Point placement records

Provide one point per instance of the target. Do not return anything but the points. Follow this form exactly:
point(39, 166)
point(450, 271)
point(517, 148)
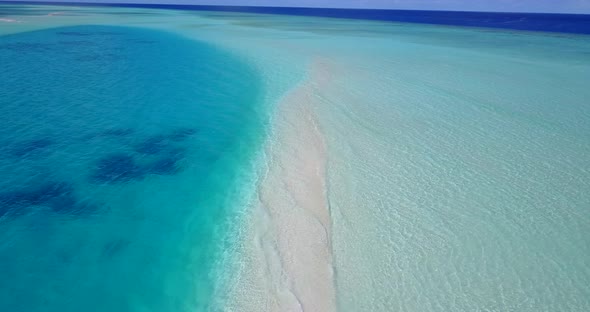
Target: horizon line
point(90, 3)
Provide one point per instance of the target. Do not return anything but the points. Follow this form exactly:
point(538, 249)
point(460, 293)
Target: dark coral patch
point(153, 145)
point(59, 196)
point(181, 134)
point(168, 164)
point(117, 168)
point(114, 247)
point(31, 147)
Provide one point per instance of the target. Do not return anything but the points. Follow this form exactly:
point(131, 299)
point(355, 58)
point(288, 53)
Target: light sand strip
point(290, 263)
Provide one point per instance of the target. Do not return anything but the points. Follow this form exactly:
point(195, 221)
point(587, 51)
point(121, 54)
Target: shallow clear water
point(457, 161)
point(118, 150)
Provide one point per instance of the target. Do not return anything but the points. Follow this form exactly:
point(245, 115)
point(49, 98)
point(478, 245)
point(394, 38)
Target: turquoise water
point(119, 150)
point(457, 164)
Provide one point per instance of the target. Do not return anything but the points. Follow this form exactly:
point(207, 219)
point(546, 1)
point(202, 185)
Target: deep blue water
point(118, 150)
point(566, 23)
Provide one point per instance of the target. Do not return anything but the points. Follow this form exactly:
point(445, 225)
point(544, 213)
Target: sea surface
point(118, 150)
point(136, 146)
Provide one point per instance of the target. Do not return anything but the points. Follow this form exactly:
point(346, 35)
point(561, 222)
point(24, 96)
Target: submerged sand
point(289, 265)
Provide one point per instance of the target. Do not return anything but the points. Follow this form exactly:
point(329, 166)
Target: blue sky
point(570, 6)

■ Exercise task
Reproduce every one of the records above word for word, leaving out the picture.

■ Solution to the exercise
Provide one point per instance of the target. Do not return anything but the points. Follow this form exactly:
point(39, 166)
point(450, 271)
point(517, 148)
Target: horizon line
point(90, 3)
Provide one point per instance of the target. Do not return anything but the points. Follow this form exactly:
point(538, 249)
point(460, 293)
Target: dark coral patch
point(153, 145)
point(59, 196)
point(181, 134)
point(168, 164)
point(117, 168)
point(114, 247)
point(31, 147)
Provide one point per instance of the target. Do not return anything but the points. Follow this form exactly:
point(131, 299)
point(355, 58)
point(288, 53)
Target: light sand strip
point(290, 263)
Provide one point per instance of the target. Do not return anything but the points. Follow this form exactly:
point(195, 221)
point(587, 51)
point(121, 54)
Target: shallow clear water
point(457, 161)
point(118, 150)
Provide one point per instance of the target. Do not return anything but the points. Follow this form exactly:
point(245, 115)
point(49, 98)
point(478, 245)
point(394, 38)
Target: turquoise water
point(119, 150)
point(457, 164)
Provide one point per instance of the target. Do not return anything but the points. Follow this form exactly:
point(207, 219)
point(546, 1)
point(202, 185)
Target: deep blue water
point(118, 150)
point(566, 23)
Provide one point per instance of the target. Do not return anything but the points. Follow this form exactly:
point(445, 225)
point(544, 213)
Target: sea surface
point(118, 150)
point(136, 146)
Provide one point per instance of the target. Do not return anything but the points. Follow this form exactly:
point(346, 35)
point(561, 222)
point(24, 96)
Target: submerged sand
point(289, 265)
Provide one point per instance of the target. Do not return anything but the points. Follow this form exactly:
point(329, 166)
Target: blue sky
point(570, 6)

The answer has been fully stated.